Apply what you read
1. Rewrite the paragraph beginning "Second, the sovereign cloud trend" from the sovereign cloud passage as a short bulleted list that keeps its main facts.
2. Name every telecommunications operator mentioned in the sovereign cloud passage, along with the region it is listed under.
======== Extract ========
Second, the sovereign cloud trend is handing telecommunications providers a new lifeline. After years of margin pressure and being relegated to commoditized connectivity, telcos now have a path to reassert relevance by becoming sovereign cloud operators. Critically, they can build on their existing position as trusted providers of critical national infrastructure—a role that connectivity has assumed in today’s digitally dependent economy. With assets like local data centers, licensed spectrum, and established enterprise relationships, operators such as Deutsche Telekom, Orange, and Telefónica in Europe; or NTT DOCOMO and Telstra in Asia-Pacific are already exploring sovereign cloud partnerships and co-developed stacks. If executed well, this could mark a rare chance for telcos to pivot from infrastructure utility to strategic digital enabler—something the industry has struggled to achieve for over a decade. This gives rise to a more fragmented, policy-aware infrastructure landscape, in which cloud and connectivity providers will need to adjust their offerings, operating models, and partner strategies to remain competitive.
======== Given data ========
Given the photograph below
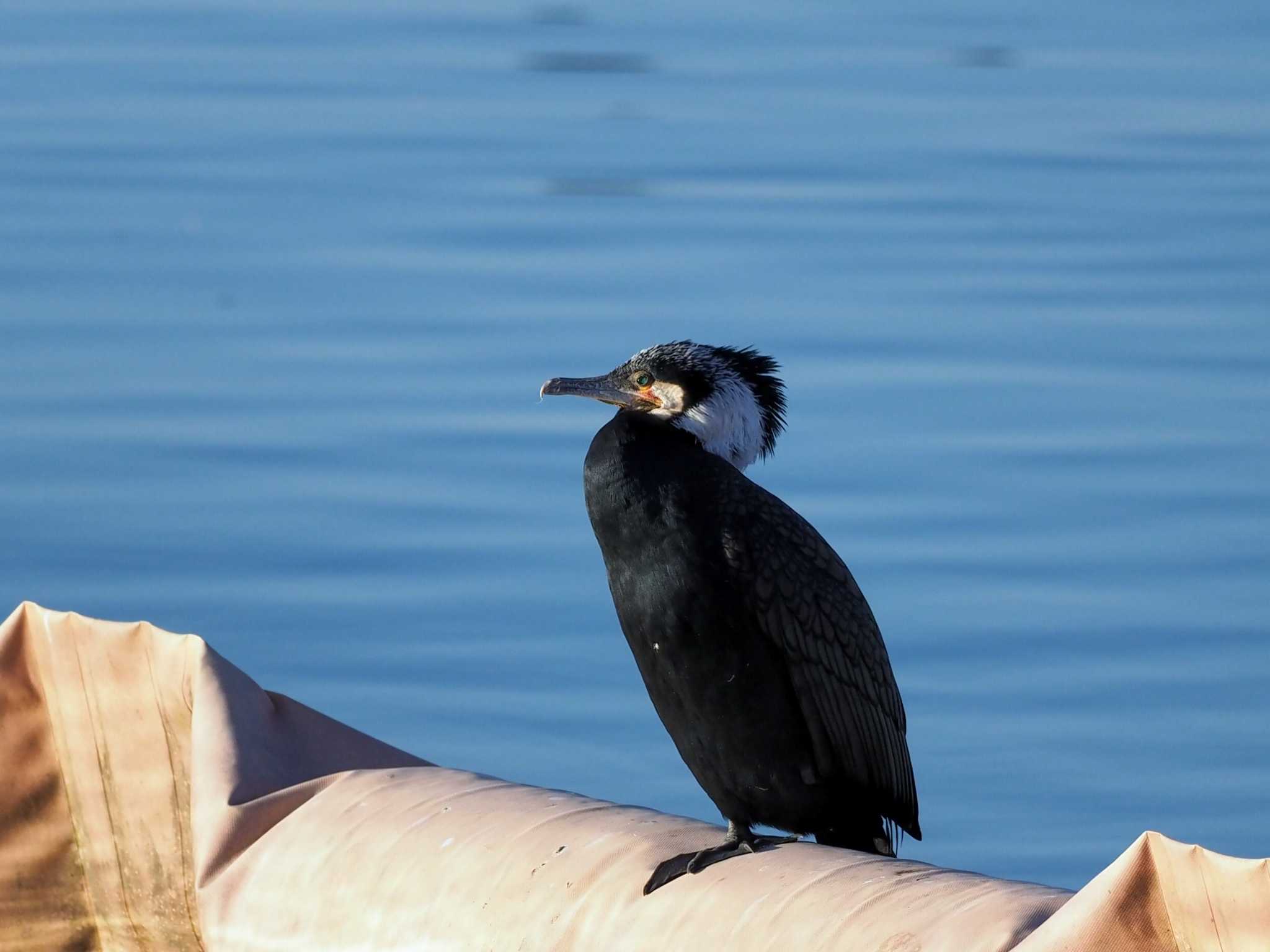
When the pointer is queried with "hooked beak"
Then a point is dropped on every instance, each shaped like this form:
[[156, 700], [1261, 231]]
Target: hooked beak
[[603, 389]]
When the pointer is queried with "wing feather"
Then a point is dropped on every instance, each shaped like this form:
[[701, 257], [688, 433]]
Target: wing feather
[[806, 599]]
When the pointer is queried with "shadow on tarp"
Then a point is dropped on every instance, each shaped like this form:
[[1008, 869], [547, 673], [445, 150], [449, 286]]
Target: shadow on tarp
[[156, 798]]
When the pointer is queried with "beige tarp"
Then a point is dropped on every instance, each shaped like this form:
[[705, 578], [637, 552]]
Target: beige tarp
[[154, 798]]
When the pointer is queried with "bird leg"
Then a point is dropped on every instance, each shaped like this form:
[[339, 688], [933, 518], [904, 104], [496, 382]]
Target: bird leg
[[738, 842]]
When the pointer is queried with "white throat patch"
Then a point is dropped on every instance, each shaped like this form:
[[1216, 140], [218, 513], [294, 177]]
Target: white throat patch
[[728, 423]]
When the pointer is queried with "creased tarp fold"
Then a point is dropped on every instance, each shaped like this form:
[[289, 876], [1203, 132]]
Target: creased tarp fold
[[156, 798]]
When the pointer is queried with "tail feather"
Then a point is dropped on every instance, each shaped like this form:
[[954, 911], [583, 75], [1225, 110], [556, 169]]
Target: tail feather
[[876, 834]]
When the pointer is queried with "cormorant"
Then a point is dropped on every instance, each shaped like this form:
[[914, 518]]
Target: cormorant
[[756, 645]]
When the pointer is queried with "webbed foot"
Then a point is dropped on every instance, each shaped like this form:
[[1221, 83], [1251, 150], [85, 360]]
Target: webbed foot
[[737, 843]]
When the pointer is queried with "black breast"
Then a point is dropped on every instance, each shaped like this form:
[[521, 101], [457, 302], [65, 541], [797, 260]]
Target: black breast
[[719, 683]]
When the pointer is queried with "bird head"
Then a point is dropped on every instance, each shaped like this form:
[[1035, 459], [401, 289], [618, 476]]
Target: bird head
[[729, 399]]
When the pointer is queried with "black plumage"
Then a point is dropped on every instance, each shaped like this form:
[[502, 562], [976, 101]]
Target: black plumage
[[756, 645]]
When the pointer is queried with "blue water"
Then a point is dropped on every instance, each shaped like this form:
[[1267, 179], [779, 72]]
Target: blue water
[[277, 291]]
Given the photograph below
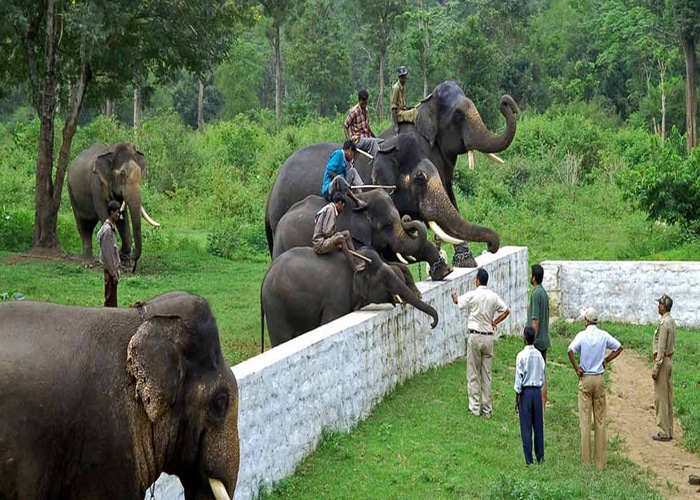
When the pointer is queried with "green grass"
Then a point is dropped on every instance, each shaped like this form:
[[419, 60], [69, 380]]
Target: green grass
[[422, 442]]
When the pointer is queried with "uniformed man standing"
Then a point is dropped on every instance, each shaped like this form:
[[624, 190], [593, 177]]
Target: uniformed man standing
[[664, 345]]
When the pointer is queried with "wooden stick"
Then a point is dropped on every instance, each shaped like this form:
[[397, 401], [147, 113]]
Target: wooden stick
[[373, 186], [359, 255]]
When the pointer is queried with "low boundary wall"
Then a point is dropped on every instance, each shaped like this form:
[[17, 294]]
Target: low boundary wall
[[332, 377], [623, 292]]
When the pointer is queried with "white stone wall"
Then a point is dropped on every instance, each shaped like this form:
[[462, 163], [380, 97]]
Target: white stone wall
[[333, 376], [623, 292]]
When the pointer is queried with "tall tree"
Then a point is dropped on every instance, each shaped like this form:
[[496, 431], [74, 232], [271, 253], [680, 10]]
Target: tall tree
[[99, 40], [378, 22], [686, 18]]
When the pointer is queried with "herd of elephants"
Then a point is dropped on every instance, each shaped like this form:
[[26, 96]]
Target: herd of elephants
[[96, 403]]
========
Your responses
1.
- The sovereign cloud trend gives telecommunications providers a new lifeline after years of margin pressure and being relegated to commoditized connectivity.
- Telcos can reassert relevance by becoming sovereign cloud operators, building on their role as trusted providers of critical national infrastructure.
- Their assets include local data centers, licensed spectrum, and established enterprise relationships.
- Deutsche Telekom, Orange, and Telefónica in Europe, and NTT DOCOMO and Telstra in Asia-Pacific, are already exploring sovereign cloud partnerships and co-developed stacks.
- If executed well, this could let telcos pivot from infrastructure utility to strategic digital enabler, something the industry has struggled to do for over a decade.
- The result is a more fragmented, policy-aware infrastructure landscape, in which cloud and connectivity providers must adjust their offerings, operating models, and partner strategies to stay competitive.

2.
- Deutsche Telekom (Europe)
- Orange (Europe)
- Telefónica (Europe)
- NTT DOCOMO (Asia-Pacific)
- Telstra (Asia-Pacific)